TEXT BLOCK:

June 15, 2021 "Information
Clearing House" - - "Moon
Of Alabama" -
On June 16 the Presidents of Russia and the
United States
will hold talks:
Biden ends the trip Wednesday with summit in
Geneva with Russia’s Vladimir Putin. The White
House announced Saturday that the leaders
will not hold a joint news conference
after meeting, removing the opportunity
for comparisons to the availability that
followed Trump and Putin’s 2018 Helsinki summit
in which Trump sided with Moscow over his own
intelligence agencies.
Aides have suggested that the U.S. did not
want to elevate Putin further by having the two
men appear together in such a format. Others
have expressed concern that Putin could try to
score points on Biden, 78, who will be in the
final hours of a grueling eight-day European
trip.
The real reason for not holding a joint press
conference is of course that a senile Biden is
likely to
brabble some nonsense and ruin the summit spin
his minders want to put out there.
The U.S. initiated the summit which comes early
in Biden's presidency. The not yet answered question
is why, and what the U.S. wants to achieve with it?
The short answer, discussed in length below, is
that:
- The U.S. wants to take on China. The U.S.
recognized that it can not take on China and
Russia simultaneously. Russia must thus be split
from its China alliance and brought back into
Europe.
- Russia's new strategic weapon systems may
enable a first strike on the U.S. A new
strategic arms agreement is the only way to
avert that existential threat. (It would also
save a lot of money.)
Both of these strategic aims are unlikely to get
achieved because the U.S. foreign policy community
is still misjudging the global situation as well as
Russia's strength and position. It wants the summit
to fail.
Now the long version.
In an essay published on his email list
Prof. Michael Brenner, a regular reader of
Moon of Alabama, gives his answer to our
questions:
Biden, long the absentee overseer of Ukraine
under Obama, backed a plan to put an end to the
secessionist, Russified provinces of Lugansk and
Donetsk in the Donbass. It was seen as a way to
discipline Vladimir Putin whose interference in
Syria and blood-minded actions elsewhere
irritated American policy-makers, to complete
Russia’s isolation (along with an overthrow of
the Belarus government), and to solidify NATO/EU
control of the European continent.
Washington expanded its program of arming and
training the Ukrainian army arm and militias
(including the neo-Nazi Azov battalion), gave
President (and ex-comedian) President Vladimir
Zielenski the green light to move his military
to the contact line, and led an orchestrated
denunciation of Russia and all its work loudly
reinforced by the ever-obedient chorus of
European dependents. Biden himself struck the
tone in declaring that Putin was a ‘killer.’
It was classic coercion via military
intimidation – although hardly classic
in insulting your opponent unless you follow up
with a bugle call for attack. The entire project
is now in ruins – a miserable failure. The ‘why’
carries heavy – if unrecognized – lessons.

PROVIDED DATA:

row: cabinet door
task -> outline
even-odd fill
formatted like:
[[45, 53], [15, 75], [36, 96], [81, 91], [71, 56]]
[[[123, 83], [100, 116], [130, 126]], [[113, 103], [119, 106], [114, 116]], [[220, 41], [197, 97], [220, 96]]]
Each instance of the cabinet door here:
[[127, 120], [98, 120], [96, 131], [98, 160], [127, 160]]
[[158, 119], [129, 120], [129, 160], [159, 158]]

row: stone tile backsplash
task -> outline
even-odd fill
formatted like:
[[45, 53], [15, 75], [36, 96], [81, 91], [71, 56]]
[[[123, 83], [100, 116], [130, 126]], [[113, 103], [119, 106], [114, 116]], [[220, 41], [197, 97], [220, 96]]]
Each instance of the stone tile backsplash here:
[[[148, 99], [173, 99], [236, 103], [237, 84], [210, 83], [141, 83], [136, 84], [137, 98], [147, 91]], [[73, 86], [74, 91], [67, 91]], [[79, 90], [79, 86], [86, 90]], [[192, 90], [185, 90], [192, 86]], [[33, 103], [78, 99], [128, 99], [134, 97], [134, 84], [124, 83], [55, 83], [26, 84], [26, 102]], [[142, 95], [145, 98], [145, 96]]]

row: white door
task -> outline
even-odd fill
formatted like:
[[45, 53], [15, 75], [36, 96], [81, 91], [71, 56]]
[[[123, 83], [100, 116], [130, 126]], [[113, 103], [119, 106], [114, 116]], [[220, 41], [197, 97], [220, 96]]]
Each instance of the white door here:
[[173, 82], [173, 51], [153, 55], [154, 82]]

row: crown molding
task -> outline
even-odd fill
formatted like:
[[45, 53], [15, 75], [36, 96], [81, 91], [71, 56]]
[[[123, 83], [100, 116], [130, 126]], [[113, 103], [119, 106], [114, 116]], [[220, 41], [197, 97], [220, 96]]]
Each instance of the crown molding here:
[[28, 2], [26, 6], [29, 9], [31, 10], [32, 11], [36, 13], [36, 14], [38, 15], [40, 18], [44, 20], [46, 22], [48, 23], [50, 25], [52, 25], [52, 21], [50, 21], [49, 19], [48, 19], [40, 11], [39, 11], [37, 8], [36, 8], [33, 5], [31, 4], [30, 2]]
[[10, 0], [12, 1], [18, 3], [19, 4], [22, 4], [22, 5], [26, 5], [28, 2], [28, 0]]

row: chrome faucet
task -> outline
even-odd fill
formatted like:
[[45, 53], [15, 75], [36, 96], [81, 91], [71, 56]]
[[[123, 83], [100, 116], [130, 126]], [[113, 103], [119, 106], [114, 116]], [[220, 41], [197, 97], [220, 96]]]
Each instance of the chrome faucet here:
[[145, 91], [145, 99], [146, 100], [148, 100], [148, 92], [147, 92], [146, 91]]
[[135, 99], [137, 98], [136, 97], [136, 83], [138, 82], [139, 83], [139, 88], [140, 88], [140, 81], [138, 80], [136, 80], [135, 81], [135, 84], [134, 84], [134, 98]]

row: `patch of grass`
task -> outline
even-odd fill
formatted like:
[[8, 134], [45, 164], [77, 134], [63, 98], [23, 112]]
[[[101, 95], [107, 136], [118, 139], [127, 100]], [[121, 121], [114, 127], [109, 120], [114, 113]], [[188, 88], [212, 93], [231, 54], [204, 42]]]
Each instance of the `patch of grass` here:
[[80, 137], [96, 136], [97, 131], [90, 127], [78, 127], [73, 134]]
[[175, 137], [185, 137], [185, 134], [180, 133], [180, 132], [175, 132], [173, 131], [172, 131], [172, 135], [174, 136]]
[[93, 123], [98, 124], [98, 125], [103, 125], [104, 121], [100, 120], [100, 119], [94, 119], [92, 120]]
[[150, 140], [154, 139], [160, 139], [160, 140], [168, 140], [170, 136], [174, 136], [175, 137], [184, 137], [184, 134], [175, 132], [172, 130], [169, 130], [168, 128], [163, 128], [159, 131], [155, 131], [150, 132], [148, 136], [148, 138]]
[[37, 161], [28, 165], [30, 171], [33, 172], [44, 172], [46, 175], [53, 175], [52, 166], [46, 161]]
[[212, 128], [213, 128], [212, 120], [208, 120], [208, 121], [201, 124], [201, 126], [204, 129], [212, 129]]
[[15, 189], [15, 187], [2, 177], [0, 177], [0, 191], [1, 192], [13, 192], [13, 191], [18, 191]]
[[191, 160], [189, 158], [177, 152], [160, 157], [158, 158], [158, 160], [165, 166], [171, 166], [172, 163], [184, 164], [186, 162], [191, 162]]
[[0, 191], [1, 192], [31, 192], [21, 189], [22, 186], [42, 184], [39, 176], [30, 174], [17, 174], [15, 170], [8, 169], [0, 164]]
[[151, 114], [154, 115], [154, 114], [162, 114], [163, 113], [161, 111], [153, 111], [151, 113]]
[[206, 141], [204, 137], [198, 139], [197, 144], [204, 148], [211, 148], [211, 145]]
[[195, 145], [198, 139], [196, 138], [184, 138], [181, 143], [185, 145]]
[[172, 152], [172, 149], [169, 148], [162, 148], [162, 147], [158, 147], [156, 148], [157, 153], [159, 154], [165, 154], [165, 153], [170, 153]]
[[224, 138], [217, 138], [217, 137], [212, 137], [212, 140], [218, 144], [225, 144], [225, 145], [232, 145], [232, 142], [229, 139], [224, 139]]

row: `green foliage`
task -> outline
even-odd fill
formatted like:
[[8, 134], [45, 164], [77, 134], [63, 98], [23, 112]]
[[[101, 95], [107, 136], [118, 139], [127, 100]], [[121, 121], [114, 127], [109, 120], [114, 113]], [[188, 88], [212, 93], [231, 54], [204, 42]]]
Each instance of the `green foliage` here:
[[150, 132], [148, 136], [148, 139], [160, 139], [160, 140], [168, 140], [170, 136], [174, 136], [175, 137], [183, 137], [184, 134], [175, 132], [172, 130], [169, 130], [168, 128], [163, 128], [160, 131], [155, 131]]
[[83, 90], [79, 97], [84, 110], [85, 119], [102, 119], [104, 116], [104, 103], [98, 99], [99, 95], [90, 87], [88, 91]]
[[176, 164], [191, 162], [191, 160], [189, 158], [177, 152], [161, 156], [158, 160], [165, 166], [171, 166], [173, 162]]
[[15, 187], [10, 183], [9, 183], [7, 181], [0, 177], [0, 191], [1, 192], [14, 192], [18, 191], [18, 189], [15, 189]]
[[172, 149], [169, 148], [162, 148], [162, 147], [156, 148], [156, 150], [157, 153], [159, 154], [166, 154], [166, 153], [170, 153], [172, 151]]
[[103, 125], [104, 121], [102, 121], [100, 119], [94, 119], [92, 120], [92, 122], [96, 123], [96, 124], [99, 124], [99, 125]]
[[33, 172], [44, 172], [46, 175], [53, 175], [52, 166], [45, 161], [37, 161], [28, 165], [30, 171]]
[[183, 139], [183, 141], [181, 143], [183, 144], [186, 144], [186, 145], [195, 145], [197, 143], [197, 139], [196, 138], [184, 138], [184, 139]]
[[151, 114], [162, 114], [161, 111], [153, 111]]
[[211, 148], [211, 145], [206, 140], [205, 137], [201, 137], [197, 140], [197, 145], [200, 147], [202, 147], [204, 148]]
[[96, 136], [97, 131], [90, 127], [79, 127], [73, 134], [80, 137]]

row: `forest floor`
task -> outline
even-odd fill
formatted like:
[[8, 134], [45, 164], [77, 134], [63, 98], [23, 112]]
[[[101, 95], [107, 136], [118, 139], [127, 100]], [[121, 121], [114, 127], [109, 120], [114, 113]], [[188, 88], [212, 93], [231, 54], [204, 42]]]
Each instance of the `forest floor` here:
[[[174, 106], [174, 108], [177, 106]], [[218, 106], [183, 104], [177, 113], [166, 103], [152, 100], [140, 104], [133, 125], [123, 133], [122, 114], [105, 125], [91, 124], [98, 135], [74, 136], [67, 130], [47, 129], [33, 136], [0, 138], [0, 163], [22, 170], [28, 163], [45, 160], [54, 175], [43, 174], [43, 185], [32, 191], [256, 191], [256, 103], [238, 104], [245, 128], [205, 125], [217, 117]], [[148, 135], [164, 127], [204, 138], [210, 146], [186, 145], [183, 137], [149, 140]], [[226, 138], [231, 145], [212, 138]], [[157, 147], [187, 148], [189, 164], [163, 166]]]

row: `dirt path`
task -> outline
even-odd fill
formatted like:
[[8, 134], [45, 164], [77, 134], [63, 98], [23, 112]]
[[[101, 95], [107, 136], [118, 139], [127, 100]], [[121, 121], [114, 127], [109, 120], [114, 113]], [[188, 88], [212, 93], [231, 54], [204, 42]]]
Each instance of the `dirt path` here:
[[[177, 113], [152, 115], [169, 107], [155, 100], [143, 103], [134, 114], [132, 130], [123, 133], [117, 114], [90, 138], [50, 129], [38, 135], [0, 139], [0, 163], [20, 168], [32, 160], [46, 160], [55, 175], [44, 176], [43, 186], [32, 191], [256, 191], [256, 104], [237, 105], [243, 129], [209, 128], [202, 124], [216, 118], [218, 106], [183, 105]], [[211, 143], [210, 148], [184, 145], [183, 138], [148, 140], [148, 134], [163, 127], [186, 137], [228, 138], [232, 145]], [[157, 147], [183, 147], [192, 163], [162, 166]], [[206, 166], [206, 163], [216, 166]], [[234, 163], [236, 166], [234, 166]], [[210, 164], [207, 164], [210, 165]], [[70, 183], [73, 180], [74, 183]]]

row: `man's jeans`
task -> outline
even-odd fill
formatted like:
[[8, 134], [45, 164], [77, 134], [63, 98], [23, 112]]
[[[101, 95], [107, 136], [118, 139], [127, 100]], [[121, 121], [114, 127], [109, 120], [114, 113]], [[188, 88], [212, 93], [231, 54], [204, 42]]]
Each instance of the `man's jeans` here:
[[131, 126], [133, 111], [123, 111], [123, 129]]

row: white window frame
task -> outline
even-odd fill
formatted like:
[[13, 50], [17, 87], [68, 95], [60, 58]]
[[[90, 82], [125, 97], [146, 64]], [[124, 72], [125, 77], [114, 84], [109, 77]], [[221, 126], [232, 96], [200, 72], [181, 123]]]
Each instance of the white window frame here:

WRITTEN REQUEST:
Please reproduce the passage of the Biden–Putin summit article above from "Aides have suggested" up to and including "put out there.", unchanged.

ANSWER TO THIS TASK:
Aides have suggested that the U.S. did not
want to elevate Putin further by having the two
men appear together in such a format. Others
have expressed concern that Putin could try to
score points on Biden, 78, who will be in the
final hours of a grueling eight-day European
trip.
The real reason for not holding a joint press
conference is of course that a senile Biden is
likely to
brabble some nonsense and ruin the summit spin
his minders want to put out there.